Dataset entries:
+---+

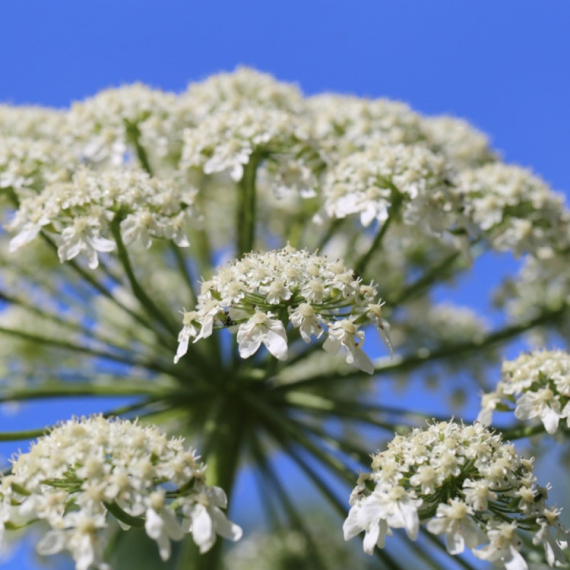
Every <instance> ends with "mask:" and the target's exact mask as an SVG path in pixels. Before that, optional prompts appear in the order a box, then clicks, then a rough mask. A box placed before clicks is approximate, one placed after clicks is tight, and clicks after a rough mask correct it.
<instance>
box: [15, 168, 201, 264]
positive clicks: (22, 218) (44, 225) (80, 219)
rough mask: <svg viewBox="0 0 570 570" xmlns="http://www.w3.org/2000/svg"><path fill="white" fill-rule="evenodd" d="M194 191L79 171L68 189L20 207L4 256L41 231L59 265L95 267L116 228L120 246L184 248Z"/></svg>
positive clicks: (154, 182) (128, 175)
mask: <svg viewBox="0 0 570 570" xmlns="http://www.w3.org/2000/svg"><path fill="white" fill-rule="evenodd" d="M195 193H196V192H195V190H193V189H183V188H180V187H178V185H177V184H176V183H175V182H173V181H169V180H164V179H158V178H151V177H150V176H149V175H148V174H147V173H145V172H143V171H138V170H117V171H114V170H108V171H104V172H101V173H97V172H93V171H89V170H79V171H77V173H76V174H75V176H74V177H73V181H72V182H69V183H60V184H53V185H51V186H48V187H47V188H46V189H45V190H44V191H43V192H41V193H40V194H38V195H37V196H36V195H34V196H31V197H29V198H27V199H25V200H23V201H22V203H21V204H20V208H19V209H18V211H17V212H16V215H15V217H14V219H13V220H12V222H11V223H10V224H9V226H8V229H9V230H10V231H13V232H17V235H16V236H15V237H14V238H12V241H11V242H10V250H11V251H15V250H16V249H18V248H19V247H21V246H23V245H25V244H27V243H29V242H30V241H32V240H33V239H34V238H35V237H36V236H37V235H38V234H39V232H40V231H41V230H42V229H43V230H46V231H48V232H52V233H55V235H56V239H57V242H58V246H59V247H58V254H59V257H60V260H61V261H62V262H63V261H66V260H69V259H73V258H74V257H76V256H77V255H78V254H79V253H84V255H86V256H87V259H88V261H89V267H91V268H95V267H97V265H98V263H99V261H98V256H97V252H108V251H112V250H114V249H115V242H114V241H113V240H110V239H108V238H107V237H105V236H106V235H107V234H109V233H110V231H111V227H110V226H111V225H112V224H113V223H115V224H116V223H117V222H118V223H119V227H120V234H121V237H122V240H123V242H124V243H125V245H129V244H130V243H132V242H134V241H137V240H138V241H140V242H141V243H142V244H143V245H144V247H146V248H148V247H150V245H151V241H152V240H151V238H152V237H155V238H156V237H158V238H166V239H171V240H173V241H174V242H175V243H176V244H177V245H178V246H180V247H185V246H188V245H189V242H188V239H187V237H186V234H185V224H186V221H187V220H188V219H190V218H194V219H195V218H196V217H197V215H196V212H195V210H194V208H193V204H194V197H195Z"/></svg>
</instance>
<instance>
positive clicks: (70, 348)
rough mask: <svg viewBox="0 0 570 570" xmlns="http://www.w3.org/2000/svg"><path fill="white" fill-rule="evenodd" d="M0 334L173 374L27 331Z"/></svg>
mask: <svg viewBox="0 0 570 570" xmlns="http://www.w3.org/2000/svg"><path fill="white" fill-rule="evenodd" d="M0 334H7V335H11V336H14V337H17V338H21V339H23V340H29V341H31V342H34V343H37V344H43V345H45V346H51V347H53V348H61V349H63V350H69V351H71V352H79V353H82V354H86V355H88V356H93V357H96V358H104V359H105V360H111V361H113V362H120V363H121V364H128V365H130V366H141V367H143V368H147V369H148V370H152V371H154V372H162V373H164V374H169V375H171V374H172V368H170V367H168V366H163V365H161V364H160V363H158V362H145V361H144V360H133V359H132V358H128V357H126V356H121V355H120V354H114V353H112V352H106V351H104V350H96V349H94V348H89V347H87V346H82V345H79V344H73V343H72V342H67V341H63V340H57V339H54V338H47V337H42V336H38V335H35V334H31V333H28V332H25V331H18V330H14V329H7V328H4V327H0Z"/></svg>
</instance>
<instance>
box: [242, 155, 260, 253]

+---+

Retype the records exactly, but skip the pictures.

[Result for this exercise]:
Every <instance> ends with "mask:" and the target's exact mask as an SVG path in pixels. Before that, optional prompts appear in the order a box, then clicks, then a rough mask. A box placed before clicks is approximate, one placed after clicks is tight, and clicks after a rough mask correct it.
<instance>
box: [15, 168, 201, 264]
positive clicks: (22, 218) (44, 225) (80, 219)
rough mask: <svg viewBox="0 0 570 570" xmlns="http://www.w3.org/2000/svg"><path fill="white" fill-rule="evenodd" d="M194 191L79 171L68 189L20 207L4 256L41 231L59 265L95 267L116 228L120 246L184 248Z"/></svg>
positive clicks: (154, 182) (128, 175)
mask: <svg viewBox="0 0 570 570" xmlns="http://www.w3.org/2000/svg"><path fill="white" fill-rule="evenodd" d="M195 193H196V192H195V190H193V189H183V188H180V187H178V185H177V184H176V183H175V182H173V181H169V180H164V179H158V178H151V177H150V176H149V175H148V174H147V173H145V172H143V171H138V170H117V171H114V170H108V171H104V172H101V173H97V172H93V171H89V170H79V171H77V173H76V174H75V176H74V177H73V181H72V182H69V183H60V184H53V185H51V186H48V187H47V188H46V189H45V190H44V191H43V192H41V193H40V194H38V195H37V196H36V195H34V196H31V197H29V198H27V199H25V200H23V201H22V203H21V204H20V208H19V209H18V211H17V212H16V215H15V217H14V219H13V220H12V222H11V223H10V224H9V226H8V229H9V230H10V231H13V232H17V235H16V236H15V237H14V238H12V241H11V242H10V250H11V251H15V250H16V249H18V248H19V247H21V246H23V245H25V244H27V243H29V242H30V241H32V240H33V239H34V238H35V237H36V236H37V235H38V234H39V232H40V231H41V230H42V229H43V230H46V231H48V232H52V233H55V235H56V239H57V242H58V246H59V247H58V254H59V257H60V260H61V261H62V262H63V261H66V260H69V259H73V258H74V257H76V256H77V255H78V254H79V253H84V255H86V256H87V259H88V261H89V267H91V268H95V267H97V265H98V263H99V261H98V256H97V252H108V251H112V250H114V249H115V242H114V241H113V240H110V239H108V238H107V237H105V236H106V235H107V234H109V233H110V231H111V227H110V226H111V225H112V224H113V223H115V224H116V223H117V222H118V223H119V227H120V234H121V237H122V240H123V242H124V243H125V245H129V244H130V243H132V242H134V241H137V240H138V241H140V242H141V243H142V244H143V245H144V247H146V248H148V247H150V245H151V241H152V240H151V238H152V237H155V238H156V237H158V238H166V239H171V240H173V241H174V242H175V243H176V244H177V245H178V246H180V247H185V246H188V245H189V242H188V239H187V237H186V234H185V224H186V221H187V220H188V219H190V218H194V219H195V218H196V217H197V215H196V212H195V210H194V208H193V204H194V197H195Z"/></svg>
</instance>
<instance>
positive clicks: (70, 348)
rough mask: <svg viewBox="0 0 570 570" xmlns="http://www.w3.org/2000/svg"><path fill="white" fill-rule="evenodd" d="M0 334L173 374L27 331Z"/></svg>
mask: <svg viewBox="0 0 570 570" xmlns="http://www.w3.org/2000/svg"><path fill="white" fill-rule="evenodd" d="M0 334H7V335H11V336H14V337H17V338H21V339H23V340H29V341H31V342H34V343H37V344H43V345H45V346H51V347H53V348H61V349H63V350H69V351H71V352H79V353H82V354H86V355H88V356H93V357H96V358H104V359H105V360H111V361H113V362H120V363H121V364H128V365H130V366H141V367H143V368H147V369H148V370H152V371H154V372H162V373H164V374H169V375H171V374H172V368H170V367H168V366H163V365H161V364H160V363H158V362H145V361H144V360H133V359H132V358H128V357H126V356H121V355H120V354H114V353H112V352H106V351H104V350H96V349H94V348H89V347H87V346H82V345H79V344H73V343H72V342H67V341H63V340H57V339H54V338H47V337H42V336H38V335H35V334H31V333H28V332H25V331H18V330H14V329H7V328H4V327H0Z"/></svg>
</instance>
<instance>
box: [242, 155, 260, 253]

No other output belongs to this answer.